DATA FOR THIS EXERCISE:
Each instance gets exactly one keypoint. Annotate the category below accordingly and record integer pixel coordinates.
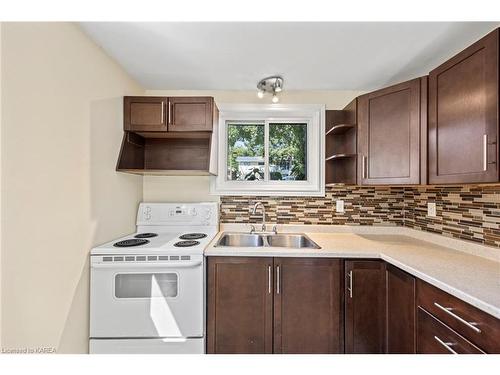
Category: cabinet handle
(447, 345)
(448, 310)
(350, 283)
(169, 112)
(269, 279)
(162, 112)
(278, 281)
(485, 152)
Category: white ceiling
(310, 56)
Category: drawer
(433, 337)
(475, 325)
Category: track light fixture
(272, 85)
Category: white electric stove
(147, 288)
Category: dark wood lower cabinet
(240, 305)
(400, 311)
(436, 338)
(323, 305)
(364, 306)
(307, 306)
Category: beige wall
--
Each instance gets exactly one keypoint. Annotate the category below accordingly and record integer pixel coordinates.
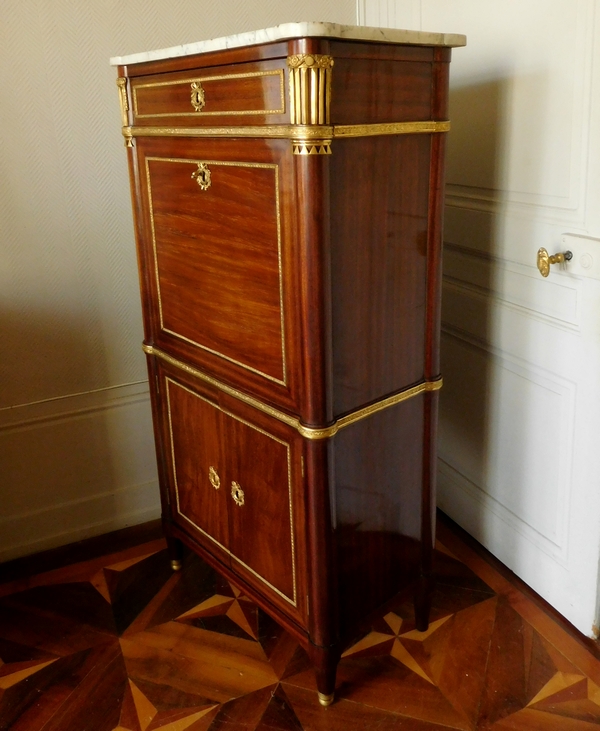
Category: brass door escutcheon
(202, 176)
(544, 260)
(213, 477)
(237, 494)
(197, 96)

BRIEF:
Look through the material above and print exactly the lines from the one containing "Category: white electric stove" to the one containing "Category: beige wall", both included, and nothing more.

RESPONSE FOR THIS EXERCISE:
Category: white electric stove
(147, 288)
Category: dark wood lower cabinet
(240, 305)
(400, 311)
(436, 338)
(323, 305)
(364, 306)
(307, 306)
Category: beige wall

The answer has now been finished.